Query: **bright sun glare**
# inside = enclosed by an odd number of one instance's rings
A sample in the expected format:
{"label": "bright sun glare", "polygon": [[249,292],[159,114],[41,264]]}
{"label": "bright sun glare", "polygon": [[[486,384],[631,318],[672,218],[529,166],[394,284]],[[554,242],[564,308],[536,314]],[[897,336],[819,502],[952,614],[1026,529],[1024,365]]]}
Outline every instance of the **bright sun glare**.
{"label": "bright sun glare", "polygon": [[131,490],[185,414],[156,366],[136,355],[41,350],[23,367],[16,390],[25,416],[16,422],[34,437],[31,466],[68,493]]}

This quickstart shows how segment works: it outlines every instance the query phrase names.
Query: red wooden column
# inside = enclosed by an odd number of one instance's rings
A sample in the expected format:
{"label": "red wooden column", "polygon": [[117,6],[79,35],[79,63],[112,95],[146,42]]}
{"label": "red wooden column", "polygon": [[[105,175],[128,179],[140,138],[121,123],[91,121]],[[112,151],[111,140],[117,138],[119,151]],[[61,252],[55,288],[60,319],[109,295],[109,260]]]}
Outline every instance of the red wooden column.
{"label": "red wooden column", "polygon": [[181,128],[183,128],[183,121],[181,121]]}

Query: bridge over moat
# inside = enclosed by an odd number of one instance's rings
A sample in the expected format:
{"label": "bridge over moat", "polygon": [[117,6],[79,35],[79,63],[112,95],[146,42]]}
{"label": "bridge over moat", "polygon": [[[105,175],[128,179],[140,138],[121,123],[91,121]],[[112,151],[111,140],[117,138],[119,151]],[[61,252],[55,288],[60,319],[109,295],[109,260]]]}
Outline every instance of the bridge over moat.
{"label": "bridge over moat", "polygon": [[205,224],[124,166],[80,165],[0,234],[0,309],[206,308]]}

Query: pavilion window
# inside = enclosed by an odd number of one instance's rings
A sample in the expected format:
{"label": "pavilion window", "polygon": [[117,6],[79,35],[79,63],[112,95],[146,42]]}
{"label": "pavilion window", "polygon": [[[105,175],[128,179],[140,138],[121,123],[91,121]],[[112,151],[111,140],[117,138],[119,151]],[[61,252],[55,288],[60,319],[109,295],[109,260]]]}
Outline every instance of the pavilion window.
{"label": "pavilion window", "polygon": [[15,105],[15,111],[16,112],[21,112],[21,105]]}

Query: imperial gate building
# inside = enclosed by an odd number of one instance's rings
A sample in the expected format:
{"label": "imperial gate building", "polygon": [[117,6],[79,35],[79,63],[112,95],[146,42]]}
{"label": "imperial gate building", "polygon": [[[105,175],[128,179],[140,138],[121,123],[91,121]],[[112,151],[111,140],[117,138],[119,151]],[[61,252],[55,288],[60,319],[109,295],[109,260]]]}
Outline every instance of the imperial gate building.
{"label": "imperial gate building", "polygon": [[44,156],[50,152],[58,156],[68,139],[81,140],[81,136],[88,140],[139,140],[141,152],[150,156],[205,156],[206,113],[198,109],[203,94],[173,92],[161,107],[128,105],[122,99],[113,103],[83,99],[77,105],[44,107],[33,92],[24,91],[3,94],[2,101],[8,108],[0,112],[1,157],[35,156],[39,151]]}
....................
What to produce ▸
Show every line of the data above that contains the word "window".

Response ▸
Query: pavilion window
{"label": "pavilion window", "polygon": [[117,6],[79,35],[79,63],[112,95],[146,42]]}
{"label": "pavilion window", "polygon": [[[105,175],[128,179],[140,138],[121,123],[91,121]],[[112,151],[111,140],[117,138],[119,151]],[[61,252],[55,288],[60,319],[109,295],[109,260]]]}
Outline every instance of the pavilion window.
{"label": "pavilion window", "polygon": [[15,105],[15,111],[16,112],[21,112],[21,105]]}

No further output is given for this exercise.